● **What is expected**
Give again, word for word, each line below starting at the one that contains "Target: dark green tree" and ending at the one that contains "Mark one point on every instance of the green leafy".
Top of Records supplied
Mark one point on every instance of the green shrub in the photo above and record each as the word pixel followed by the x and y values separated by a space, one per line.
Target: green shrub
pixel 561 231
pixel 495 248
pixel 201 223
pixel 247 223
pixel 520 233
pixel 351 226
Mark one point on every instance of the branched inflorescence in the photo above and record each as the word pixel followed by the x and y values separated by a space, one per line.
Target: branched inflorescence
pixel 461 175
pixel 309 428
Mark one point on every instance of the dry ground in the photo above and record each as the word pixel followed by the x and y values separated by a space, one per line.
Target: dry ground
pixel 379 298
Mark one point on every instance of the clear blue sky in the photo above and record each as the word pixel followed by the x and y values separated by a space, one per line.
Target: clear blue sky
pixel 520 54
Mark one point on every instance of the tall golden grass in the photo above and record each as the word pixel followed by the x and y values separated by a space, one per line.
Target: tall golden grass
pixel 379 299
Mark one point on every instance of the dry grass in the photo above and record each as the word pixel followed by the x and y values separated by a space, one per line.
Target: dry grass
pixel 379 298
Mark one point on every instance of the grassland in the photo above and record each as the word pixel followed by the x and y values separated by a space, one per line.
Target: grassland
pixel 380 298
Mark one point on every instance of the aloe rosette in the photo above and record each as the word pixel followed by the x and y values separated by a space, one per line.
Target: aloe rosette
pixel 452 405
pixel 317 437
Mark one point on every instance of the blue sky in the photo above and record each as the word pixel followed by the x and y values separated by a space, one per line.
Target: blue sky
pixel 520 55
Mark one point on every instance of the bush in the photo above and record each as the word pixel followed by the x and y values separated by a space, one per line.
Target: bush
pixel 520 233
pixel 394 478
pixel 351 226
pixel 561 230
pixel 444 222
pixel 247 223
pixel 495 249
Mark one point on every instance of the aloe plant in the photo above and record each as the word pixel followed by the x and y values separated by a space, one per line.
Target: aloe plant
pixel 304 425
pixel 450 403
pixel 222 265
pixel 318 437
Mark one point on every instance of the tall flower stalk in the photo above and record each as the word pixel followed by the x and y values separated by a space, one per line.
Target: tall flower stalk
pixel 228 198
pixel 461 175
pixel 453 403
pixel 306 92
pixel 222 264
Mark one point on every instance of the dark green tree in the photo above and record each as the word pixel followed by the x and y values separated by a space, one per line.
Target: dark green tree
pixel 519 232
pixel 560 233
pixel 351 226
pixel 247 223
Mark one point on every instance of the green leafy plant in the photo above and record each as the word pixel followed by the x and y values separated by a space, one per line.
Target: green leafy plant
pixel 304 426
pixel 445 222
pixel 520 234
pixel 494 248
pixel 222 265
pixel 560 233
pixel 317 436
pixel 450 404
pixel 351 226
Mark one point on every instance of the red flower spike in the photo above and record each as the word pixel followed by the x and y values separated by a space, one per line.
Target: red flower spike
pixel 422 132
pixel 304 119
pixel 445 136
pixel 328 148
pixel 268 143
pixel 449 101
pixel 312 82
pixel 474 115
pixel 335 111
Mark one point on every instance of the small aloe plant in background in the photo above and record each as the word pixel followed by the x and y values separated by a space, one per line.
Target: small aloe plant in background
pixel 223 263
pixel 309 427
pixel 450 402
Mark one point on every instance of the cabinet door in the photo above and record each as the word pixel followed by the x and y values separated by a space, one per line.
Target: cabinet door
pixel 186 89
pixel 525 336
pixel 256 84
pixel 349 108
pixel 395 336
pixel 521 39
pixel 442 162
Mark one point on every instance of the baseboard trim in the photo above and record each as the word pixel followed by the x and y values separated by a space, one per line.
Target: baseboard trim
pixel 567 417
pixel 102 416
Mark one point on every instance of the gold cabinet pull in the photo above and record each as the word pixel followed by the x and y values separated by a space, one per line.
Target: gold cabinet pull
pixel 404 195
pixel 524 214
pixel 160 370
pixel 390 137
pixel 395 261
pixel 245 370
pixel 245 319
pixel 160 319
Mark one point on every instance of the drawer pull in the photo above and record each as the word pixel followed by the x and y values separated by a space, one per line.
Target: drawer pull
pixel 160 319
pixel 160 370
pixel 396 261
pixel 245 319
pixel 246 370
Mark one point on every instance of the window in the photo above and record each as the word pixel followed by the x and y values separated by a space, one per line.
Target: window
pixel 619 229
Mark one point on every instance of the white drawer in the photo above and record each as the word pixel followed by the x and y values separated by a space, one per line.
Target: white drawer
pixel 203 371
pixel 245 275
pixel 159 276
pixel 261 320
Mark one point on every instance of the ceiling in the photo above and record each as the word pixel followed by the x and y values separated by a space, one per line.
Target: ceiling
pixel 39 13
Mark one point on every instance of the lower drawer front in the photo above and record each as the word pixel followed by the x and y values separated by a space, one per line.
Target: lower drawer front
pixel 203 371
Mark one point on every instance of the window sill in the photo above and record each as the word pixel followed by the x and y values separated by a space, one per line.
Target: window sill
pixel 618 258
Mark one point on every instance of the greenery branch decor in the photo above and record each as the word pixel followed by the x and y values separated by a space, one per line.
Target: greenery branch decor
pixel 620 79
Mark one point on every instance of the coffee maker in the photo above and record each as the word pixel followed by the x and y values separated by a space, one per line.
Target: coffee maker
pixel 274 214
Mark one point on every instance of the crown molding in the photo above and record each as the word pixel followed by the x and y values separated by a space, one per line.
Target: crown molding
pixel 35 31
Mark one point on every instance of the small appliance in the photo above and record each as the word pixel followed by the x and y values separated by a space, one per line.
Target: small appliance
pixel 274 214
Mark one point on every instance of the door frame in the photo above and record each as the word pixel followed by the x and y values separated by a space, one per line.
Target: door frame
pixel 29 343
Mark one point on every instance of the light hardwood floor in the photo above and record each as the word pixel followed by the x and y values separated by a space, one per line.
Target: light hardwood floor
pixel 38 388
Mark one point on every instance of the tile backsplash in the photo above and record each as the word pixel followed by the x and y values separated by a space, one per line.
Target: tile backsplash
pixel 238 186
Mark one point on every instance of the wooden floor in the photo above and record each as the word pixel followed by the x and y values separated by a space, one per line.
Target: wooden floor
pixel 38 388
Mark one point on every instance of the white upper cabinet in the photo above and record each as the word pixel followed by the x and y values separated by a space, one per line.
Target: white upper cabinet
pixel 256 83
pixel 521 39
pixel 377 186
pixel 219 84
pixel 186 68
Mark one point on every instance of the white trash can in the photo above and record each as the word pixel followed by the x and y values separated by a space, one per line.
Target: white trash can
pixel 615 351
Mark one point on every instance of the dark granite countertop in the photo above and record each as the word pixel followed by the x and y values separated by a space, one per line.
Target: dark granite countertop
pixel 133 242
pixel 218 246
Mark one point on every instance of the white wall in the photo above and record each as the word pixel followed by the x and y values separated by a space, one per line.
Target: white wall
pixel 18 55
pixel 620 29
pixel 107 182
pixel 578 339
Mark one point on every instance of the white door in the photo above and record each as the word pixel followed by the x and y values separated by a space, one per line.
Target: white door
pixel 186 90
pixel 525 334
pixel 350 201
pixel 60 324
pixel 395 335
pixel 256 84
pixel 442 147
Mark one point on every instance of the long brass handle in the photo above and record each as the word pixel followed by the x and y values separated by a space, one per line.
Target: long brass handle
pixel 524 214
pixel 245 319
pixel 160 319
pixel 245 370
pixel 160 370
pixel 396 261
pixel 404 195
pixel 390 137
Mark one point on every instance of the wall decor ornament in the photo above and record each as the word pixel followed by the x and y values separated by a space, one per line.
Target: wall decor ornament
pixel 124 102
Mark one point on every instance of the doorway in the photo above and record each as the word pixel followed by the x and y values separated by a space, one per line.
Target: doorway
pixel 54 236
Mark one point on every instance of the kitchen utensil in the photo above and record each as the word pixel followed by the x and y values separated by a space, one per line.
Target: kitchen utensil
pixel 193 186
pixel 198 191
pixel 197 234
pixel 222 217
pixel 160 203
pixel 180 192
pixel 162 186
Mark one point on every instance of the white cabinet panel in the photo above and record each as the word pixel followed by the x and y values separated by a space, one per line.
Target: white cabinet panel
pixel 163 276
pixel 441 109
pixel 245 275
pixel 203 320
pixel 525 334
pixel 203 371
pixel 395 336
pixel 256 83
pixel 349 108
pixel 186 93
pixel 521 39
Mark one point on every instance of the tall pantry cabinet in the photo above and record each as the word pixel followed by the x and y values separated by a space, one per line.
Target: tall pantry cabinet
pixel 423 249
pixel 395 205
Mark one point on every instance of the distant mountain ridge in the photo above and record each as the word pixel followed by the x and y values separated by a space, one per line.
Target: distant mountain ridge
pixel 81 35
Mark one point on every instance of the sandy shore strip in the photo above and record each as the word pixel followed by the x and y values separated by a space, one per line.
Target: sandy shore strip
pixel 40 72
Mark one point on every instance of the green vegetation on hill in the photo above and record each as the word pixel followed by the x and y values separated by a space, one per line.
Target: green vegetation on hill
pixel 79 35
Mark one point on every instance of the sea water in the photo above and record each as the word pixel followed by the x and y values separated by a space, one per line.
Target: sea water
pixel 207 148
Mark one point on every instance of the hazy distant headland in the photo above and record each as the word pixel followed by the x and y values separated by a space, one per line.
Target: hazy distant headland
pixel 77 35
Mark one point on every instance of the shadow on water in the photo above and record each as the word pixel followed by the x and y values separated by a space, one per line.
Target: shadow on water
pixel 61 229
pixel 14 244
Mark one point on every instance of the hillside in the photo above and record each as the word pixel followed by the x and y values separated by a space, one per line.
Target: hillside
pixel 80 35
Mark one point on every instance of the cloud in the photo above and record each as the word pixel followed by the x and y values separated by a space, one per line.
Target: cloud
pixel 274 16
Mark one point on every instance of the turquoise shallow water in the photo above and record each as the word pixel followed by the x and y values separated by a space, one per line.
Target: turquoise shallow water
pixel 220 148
Bottom of Records supplied
● **Expected output**
Target: dark green tree
pixel 519 232
pixel 560 233
pixel 351 226
pixel 247 223
Mark one point on every instance of the green leafy plant in the photo above and record each as the word pixel followed by the x and y values separated by a space, one per line.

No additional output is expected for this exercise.